In the entries below, spot each line with the word "query" and copy it.

Task input below:

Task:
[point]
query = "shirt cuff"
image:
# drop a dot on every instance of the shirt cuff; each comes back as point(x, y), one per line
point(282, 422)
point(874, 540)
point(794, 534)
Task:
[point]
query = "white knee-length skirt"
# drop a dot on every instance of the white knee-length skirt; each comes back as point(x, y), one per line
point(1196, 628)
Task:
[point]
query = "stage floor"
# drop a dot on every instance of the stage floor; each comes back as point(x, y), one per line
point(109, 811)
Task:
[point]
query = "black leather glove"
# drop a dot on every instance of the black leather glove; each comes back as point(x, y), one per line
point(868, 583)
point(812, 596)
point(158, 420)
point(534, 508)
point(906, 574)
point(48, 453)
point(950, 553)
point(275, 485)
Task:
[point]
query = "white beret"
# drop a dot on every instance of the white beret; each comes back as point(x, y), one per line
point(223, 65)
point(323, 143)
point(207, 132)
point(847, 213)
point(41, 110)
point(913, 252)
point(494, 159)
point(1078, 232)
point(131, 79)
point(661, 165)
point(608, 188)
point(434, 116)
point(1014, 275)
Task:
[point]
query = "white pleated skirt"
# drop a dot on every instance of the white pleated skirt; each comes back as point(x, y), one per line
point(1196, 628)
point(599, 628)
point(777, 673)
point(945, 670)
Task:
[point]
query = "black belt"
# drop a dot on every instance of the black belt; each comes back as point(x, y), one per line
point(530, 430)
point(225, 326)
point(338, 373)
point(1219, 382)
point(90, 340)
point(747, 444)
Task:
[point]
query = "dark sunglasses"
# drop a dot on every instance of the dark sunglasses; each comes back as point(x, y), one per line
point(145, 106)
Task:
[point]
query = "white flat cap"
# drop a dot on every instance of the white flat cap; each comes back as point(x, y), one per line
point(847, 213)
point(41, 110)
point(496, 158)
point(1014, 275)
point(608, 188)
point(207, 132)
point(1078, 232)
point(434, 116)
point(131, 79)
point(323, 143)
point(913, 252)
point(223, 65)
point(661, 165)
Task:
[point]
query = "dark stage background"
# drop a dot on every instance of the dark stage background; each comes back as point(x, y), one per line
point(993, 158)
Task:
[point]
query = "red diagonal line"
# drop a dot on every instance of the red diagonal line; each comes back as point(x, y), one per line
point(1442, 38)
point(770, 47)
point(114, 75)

End of Task input.

- Result for this task -
query = "shirt cuff"
query = "white knee-length skirt"
query = "stage floor"
query = "black leather glove"
query = "white beret"
query = "white pleated skirt"
query = "black belt"
query = "dark sunglasses"
query = "white flat cap"
query = "dark stage background"
query = "red diagonal line"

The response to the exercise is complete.